Copy the data from the line that contains "Point to the evergreen" to its last line, exactly, including both of those lines and leaving out everything before.
★ ★ ★ ★ ★
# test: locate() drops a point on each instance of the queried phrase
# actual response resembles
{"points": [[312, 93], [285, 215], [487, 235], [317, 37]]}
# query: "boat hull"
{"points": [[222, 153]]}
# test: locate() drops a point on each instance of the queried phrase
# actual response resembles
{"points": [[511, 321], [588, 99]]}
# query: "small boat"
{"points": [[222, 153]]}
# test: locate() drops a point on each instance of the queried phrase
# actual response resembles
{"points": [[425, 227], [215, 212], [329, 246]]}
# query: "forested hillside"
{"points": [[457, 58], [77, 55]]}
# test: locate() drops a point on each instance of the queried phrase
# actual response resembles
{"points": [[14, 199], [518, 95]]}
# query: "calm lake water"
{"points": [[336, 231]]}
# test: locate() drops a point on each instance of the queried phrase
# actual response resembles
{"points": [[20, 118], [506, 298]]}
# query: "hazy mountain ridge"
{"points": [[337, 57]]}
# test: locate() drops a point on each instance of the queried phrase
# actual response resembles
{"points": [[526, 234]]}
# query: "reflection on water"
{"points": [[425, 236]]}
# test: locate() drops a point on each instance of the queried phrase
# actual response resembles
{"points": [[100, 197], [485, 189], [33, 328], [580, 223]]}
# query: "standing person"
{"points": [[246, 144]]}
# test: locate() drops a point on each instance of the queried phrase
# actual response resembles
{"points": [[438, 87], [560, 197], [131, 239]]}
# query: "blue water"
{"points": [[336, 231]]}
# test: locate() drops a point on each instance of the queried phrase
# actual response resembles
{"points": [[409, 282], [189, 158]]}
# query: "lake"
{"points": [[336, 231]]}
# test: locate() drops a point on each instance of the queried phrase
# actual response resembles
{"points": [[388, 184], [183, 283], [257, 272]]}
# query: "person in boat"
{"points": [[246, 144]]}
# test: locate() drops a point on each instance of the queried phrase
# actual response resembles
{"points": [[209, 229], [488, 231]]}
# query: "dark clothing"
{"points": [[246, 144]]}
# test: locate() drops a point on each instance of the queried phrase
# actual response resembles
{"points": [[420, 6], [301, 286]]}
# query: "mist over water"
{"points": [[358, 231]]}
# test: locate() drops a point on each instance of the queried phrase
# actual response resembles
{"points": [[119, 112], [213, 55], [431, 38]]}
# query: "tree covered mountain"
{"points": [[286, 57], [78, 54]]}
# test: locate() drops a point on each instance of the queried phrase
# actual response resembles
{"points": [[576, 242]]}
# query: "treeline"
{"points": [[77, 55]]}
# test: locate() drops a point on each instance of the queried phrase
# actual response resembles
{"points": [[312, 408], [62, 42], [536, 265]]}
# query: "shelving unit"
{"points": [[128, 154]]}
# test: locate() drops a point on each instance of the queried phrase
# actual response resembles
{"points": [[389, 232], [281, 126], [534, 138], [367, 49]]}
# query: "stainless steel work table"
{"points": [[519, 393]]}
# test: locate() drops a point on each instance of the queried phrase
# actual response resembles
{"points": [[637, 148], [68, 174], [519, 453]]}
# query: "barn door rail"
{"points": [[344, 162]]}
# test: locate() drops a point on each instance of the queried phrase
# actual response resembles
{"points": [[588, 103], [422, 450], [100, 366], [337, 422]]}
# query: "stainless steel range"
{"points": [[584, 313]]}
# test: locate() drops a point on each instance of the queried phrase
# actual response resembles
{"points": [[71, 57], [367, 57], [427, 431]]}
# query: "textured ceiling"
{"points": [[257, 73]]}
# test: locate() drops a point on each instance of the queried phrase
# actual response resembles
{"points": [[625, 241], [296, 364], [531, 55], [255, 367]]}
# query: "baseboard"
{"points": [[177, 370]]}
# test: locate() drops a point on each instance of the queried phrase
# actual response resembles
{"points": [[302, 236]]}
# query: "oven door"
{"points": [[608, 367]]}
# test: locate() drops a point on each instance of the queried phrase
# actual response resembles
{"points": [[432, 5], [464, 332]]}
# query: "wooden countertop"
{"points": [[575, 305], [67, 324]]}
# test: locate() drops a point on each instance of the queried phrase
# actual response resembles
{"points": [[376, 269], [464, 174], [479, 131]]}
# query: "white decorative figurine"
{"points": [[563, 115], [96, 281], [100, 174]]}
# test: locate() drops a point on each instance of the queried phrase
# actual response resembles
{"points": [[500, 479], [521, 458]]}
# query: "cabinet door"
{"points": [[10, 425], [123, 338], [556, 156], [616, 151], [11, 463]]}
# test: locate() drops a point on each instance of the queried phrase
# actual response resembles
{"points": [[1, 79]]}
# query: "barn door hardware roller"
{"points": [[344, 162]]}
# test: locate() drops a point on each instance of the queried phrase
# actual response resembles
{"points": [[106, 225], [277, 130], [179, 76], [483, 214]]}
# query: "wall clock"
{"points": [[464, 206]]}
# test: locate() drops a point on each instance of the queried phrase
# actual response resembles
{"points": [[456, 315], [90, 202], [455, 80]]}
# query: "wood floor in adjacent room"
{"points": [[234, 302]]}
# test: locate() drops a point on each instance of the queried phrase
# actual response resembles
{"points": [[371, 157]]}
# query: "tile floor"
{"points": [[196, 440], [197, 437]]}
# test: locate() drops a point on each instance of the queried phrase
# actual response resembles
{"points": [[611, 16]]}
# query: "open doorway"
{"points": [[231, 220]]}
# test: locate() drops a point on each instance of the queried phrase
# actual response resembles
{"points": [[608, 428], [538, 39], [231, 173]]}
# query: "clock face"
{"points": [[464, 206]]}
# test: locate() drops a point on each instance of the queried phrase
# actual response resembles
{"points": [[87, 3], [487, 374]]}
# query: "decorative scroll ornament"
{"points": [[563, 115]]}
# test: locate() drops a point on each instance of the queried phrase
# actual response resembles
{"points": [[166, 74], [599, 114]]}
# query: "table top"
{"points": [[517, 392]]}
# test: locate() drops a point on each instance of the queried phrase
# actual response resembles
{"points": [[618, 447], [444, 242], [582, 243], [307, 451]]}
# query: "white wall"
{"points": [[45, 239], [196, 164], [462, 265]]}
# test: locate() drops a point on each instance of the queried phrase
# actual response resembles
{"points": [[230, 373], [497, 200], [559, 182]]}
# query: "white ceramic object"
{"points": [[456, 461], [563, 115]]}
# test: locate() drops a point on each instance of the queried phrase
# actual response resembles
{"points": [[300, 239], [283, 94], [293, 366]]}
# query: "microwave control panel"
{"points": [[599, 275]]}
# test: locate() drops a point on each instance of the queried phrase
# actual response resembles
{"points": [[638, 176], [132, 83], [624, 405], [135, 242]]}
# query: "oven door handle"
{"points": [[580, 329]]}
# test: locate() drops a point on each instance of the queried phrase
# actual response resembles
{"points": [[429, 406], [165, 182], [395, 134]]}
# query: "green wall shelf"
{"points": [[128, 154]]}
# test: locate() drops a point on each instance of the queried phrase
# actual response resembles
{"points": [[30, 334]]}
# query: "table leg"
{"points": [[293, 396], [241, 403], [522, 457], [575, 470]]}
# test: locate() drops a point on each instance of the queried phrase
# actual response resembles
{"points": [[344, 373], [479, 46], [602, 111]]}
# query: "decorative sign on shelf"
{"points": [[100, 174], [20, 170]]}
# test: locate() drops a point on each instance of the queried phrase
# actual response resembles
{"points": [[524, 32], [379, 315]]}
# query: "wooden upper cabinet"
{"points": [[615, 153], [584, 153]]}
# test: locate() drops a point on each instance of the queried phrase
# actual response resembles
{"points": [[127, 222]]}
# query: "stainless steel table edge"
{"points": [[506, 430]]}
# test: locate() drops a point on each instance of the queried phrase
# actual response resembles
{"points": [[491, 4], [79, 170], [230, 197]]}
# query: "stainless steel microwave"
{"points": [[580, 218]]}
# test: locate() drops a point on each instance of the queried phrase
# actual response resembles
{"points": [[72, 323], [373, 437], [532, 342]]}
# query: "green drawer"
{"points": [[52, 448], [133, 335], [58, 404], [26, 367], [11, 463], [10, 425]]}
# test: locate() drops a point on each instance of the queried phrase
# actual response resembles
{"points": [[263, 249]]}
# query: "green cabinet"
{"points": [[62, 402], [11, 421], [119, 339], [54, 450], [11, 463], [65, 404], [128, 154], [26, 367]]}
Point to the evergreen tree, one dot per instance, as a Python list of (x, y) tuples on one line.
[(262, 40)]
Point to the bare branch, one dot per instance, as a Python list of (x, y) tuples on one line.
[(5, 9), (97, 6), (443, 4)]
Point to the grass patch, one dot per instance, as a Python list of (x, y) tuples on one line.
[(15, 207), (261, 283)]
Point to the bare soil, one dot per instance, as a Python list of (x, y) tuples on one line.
★ ★ ★ ★ ★
FINAL ANSWER.
Point to the evergreen tree, one dot per instance, as a Python list of (x, y) tuples on one line.
[(262, 40)]
Point to the bare branch, one dot per instance, as a Python list of (x, y) tuples on one line.
[(5, 9), (97, 6), (443, 4)]
Point to the grass patch, one dot per instance, as a Python list of (x, y) tuples on one line.
[(15, 207), (261, 283)]
Point to the bare soil, one dot per instance, as a Python list of (x, y) tuples on one line.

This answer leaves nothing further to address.